» **WHAT TO PRODUCE**:
Find each line in the material below that contains the word "window" and copy those lines out in full.

» **RECORDED INFORMATION**:
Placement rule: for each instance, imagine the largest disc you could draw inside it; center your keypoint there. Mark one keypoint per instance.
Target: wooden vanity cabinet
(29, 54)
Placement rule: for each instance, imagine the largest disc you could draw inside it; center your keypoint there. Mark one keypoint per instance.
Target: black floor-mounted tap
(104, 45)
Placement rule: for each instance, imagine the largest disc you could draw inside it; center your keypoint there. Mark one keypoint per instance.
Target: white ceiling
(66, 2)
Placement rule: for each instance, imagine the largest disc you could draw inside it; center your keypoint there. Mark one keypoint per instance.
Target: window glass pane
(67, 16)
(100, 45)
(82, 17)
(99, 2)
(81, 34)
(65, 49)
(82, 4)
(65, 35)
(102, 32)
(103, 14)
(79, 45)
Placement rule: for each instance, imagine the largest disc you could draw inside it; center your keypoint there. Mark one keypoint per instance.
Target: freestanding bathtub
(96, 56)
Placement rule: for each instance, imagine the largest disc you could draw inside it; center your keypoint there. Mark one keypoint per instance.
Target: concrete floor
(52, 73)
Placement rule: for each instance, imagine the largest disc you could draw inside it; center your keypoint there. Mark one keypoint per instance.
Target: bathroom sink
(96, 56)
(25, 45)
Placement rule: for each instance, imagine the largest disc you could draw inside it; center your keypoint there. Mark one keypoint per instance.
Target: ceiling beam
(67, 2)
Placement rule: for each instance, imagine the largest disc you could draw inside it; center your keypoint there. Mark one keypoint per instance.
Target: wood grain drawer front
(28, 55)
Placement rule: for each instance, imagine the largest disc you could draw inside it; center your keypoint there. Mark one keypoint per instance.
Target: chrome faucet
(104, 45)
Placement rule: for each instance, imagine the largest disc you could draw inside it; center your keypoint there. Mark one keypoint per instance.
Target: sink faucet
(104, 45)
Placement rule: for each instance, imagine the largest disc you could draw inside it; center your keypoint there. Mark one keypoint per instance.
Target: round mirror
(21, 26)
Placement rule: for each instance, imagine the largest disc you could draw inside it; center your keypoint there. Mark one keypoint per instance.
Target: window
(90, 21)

» **ANSWER IN FULL**:
Target: window glass pane
Target: window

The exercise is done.